Goal =
Please render the records below as a Markdown table with the columns "Entry" and "Content", numbering each row and leaving out blank lines. Begin at the line that has "subject: thin branch" and stop at the end of the records.

>> Begin Records provided

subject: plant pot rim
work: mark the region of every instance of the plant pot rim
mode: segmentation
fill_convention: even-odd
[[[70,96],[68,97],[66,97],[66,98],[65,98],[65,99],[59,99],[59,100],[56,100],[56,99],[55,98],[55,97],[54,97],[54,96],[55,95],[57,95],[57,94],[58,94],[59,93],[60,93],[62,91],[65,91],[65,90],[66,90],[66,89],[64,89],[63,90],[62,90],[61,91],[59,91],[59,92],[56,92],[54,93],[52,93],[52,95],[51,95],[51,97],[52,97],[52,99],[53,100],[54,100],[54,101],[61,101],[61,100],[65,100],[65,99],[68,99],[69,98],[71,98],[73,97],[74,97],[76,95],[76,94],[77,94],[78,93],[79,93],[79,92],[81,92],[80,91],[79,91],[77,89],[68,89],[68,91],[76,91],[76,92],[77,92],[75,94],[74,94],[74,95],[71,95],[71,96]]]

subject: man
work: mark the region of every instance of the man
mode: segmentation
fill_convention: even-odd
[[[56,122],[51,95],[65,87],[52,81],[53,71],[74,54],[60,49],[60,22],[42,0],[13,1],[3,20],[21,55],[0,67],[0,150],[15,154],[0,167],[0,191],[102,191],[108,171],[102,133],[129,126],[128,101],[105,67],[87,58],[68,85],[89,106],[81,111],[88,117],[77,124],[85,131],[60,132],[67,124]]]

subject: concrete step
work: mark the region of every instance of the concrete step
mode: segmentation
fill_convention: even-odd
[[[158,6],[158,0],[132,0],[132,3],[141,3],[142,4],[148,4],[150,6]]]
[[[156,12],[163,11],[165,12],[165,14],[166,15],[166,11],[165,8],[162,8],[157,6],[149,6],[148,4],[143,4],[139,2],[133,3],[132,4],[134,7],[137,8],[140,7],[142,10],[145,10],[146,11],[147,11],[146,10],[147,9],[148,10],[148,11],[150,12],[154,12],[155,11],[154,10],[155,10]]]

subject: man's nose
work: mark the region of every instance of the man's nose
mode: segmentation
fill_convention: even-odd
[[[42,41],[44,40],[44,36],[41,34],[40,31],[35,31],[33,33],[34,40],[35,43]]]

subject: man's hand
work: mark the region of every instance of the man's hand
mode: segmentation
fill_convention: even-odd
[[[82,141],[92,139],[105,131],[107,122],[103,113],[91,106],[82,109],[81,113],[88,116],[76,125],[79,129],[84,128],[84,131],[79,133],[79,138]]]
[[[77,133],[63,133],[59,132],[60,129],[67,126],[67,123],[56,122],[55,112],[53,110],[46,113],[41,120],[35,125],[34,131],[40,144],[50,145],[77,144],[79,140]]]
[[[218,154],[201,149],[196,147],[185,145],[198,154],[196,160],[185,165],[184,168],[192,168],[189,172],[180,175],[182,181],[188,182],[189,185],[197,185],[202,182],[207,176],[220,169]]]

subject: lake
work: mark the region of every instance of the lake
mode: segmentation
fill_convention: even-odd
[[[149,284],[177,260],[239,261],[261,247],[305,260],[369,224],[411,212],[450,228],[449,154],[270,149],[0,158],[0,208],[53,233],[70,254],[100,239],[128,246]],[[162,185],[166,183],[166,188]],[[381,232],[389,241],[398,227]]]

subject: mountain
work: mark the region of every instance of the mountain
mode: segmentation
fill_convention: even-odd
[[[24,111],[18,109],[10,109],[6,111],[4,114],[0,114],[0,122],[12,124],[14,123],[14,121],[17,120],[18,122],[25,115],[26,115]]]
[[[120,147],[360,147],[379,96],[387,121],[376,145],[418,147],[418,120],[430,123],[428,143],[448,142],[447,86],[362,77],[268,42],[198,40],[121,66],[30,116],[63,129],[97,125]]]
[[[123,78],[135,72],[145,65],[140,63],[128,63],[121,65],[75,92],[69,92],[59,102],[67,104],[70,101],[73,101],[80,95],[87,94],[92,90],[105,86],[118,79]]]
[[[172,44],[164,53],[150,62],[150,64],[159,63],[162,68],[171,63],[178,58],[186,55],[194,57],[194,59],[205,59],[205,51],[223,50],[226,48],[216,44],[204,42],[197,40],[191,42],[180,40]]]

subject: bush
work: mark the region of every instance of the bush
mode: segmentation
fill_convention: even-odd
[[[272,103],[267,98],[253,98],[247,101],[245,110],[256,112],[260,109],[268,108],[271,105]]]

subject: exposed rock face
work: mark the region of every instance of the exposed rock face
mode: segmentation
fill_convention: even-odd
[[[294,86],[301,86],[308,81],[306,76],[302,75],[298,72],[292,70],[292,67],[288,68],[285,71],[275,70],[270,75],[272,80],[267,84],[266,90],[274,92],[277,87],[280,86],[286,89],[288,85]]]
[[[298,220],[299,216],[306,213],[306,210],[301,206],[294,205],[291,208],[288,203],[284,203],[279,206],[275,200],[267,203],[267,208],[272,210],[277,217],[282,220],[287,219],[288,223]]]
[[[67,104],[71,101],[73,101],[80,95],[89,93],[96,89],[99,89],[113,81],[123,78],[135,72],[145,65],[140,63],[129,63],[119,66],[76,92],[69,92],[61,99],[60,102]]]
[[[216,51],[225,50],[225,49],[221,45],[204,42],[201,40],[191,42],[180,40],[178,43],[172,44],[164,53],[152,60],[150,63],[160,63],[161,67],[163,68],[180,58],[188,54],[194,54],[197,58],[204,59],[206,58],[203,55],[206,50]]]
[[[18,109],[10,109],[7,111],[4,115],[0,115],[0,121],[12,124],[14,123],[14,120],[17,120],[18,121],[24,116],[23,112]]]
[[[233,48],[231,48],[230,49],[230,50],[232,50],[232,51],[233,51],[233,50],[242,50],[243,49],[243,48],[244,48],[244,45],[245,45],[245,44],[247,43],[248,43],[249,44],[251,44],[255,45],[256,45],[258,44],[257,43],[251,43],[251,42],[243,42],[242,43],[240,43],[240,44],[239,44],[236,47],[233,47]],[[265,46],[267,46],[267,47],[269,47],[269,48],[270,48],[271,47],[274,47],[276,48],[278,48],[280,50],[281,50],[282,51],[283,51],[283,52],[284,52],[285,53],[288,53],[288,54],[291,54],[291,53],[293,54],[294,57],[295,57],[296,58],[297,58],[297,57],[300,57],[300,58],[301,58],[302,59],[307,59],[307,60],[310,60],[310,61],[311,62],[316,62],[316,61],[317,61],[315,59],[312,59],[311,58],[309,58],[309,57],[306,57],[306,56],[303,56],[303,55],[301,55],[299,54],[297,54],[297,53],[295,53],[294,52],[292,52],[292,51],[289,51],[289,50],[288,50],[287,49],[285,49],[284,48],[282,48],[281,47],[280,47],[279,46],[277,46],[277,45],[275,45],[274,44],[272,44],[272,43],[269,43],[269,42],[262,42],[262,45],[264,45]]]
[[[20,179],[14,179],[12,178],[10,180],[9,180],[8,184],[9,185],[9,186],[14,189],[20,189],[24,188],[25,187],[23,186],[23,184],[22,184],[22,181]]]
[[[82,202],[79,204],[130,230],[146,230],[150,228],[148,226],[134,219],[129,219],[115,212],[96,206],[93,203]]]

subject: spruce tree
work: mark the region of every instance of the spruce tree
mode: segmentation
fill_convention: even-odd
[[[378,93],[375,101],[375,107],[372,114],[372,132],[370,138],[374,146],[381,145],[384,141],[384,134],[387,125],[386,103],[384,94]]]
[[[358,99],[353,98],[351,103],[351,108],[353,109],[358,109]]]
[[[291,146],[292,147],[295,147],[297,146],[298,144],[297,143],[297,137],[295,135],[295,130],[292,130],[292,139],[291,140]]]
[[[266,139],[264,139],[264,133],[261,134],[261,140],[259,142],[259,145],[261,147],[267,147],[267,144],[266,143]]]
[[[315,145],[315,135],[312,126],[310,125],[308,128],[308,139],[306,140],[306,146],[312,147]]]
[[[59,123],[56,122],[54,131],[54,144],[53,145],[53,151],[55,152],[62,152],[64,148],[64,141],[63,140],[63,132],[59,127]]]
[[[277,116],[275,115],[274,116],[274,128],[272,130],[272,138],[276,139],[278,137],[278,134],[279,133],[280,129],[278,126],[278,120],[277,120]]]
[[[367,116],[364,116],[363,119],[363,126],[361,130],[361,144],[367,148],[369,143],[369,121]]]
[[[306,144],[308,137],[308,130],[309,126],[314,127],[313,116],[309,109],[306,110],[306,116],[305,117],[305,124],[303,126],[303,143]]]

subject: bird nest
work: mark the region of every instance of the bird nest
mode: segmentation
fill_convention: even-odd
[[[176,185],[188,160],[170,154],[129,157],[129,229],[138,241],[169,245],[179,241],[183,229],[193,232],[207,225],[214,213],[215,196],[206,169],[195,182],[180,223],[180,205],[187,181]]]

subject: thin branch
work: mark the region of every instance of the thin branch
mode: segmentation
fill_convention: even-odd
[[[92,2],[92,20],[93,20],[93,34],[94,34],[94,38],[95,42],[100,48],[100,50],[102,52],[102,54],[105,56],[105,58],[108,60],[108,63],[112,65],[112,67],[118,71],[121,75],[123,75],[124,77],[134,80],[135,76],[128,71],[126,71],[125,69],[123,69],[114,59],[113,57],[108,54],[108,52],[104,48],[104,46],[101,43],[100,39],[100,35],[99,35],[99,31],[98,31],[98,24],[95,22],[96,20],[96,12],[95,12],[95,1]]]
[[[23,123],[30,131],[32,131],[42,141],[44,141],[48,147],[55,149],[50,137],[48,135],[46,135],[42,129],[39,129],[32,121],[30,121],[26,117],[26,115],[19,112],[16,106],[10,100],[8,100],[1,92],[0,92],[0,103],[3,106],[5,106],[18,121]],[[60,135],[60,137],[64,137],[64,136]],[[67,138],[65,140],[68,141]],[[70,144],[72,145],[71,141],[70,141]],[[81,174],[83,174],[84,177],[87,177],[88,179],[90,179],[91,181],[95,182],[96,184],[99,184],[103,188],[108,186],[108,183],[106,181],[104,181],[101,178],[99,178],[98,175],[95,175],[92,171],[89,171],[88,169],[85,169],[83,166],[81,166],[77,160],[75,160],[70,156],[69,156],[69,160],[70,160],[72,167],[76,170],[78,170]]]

>> End Records provided

Problem solution =
| Entry | Content |
|---|---|
| 1 | subject: thin branch |
| 2 | work: mark the region of every instance of the thin branch |
| 3 | mode: segmentation |
| 4 | fill_convention: even-odd |
| 5 | [[[92,2],[92,20],[93,20],[93,34],[94,34],[94,38],[95,42],[100,48],[100,50],[102,52],[102,54],[105,56],[105,58],[108,60],[108,63],[112,65],[112,67],[118,71],[121,75],[123,75],[124,77],[134,80],[135,76],[128,71],[126,71],[125,69],[123,69],[114,59],[113,57],[108,54],[108,52],[104,48],[104,46],[101,43],[100,39],[100,35],[99,35],[99,31],[98,31],[98,24],[95,22],[96,20],[96,12],[95,12],[95,1]]] |
| 6 | [[[23,123],[30,131],[32,131],[42,141],[44,141],[48,147],[55,149],[50,137],[48,135],[46,135],[42,129],[39,129],[32,121],[30,121],[26,117],[26,115],[19,112],[16,106],[10,100],[8,100],[1,92],[0,92],[0,103],[3,106],[5,106],[18,121]],[[60,135],[60,137],[64,137],[64,136]],[[67,138],[65,140],[68,141]],[[70,144],[72,145],[71,141],[70,141]],[[81,174],[83,174],[84,177],[87,177],[88,179],[90,179],[91,181],[95,182],[96,184],[99,184],[103,188],[108,186],[108,183],[106,181],[104,181],[101,178],[99,178],[98,175],[95,175],[92,171],[89,171],[88,169],[85,169],[83,166],[81,166],[77,160],[75,160],[70,156],[69,156],[69,160],[70,160],[72,167],[76,170],[78,170]]] |